■ **EXERCISE INSTRUCTIONS**
Starting with the line containing "Object detection labeling — target class: tree trunk." and going on through the last line, rewrite each line with "partially hidden" changed to "partly obscured" and nothing else altered. Return only those lines.
===== PROVIDED RECORDS =====
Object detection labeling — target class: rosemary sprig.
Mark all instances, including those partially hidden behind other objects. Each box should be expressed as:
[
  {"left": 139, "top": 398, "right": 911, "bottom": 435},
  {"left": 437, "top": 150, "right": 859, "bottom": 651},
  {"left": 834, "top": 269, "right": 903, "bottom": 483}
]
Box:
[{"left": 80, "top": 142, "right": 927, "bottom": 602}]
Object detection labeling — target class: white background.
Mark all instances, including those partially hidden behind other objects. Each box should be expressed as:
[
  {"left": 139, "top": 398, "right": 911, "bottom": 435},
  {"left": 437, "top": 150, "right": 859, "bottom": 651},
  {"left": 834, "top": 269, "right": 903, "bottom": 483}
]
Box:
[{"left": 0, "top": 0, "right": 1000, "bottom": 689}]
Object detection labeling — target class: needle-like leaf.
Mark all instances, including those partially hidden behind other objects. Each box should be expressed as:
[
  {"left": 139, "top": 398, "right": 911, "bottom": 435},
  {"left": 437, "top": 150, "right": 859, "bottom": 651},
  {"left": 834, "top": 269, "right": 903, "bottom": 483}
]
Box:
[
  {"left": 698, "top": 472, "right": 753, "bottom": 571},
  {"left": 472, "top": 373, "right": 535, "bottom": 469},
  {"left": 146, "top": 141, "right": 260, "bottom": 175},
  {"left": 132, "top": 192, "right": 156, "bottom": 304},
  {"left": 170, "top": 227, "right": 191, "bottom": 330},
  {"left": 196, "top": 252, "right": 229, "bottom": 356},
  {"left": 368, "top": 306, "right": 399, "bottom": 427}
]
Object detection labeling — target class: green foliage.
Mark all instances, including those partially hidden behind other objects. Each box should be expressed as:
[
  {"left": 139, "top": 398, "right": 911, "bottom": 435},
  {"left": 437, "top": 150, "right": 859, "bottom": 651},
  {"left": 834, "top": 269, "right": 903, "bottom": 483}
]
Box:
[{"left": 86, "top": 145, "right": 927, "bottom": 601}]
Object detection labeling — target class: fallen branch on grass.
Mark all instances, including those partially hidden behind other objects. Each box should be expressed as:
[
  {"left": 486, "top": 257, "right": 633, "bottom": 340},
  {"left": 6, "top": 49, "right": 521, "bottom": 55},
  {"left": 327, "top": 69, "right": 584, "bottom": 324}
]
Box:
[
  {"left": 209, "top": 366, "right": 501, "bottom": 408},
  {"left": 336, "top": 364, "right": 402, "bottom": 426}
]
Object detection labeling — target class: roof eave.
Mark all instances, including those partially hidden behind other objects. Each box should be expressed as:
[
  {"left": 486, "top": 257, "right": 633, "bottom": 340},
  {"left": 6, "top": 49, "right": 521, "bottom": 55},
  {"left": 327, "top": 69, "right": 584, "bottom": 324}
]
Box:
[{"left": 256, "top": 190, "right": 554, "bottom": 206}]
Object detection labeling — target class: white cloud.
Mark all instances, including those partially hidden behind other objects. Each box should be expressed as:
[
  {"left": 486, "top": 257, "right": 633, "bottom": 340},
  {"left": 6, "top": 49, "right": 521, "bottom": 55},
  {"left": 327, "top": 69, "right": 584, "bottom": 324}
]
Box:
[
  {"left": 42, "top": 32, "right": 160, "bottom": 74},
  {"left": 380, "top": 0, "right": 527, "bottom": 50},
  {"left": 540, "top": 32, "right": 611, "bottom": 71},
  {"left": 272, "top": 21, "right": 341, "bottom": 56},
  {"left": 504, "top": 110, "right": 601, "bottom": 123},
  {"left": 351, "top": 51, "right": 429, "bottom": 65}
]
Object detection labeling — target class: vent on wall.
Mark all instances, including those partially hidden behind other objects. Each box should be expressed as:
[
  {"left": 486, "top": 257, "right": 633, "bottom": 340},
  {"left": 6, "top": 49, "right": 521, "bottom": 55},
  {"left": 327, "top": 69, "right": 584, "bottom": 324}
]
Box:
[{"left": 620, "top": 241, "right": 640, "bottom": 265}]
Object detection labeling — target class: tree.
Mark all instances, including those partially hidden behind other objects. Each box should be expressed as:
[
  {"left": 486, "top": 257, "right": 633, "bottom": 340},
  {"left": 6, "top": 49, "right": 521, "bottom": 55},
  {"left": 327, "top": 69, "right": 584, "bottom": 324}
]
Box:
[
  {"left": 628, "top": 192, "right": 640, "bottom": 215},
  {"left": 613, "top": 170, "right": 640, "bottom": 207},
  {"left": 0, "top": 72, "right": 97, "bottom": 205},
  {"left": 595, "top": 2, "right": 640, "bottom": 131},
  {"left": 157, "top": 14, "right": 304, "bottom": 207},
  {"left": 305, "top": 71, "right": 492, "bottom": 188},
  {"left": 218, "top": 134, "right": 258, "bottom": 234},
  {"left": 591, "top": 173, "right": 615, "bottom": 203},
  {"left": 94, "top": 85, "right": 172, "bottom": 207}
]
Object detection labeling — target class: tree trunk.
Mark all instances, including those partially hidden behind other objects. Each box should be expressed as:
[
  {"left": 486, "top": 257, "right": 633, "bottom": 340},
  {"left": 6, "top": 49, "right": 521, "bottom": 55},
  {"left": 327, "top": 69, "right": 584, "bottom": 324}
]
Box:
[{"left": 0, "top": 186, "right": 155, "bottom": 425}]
=====
■ **TASK ANSWER**
Object detection labeling — target class: tree trunk.
Mark all instances, including those partly obscured behind other objects. Each box should be expressed as:
[
  {"left": 486, "top": 257, "right": 633, "bottom": 340},
  {"left": 6, "top": 49, "right": 521, "bottom": 55},
  {"left": 327, "top": 69, "right": 584, "bottom": 324}
]
Box:
[{"left": 0, "top": 186, "right": 155, "bottom": 425}]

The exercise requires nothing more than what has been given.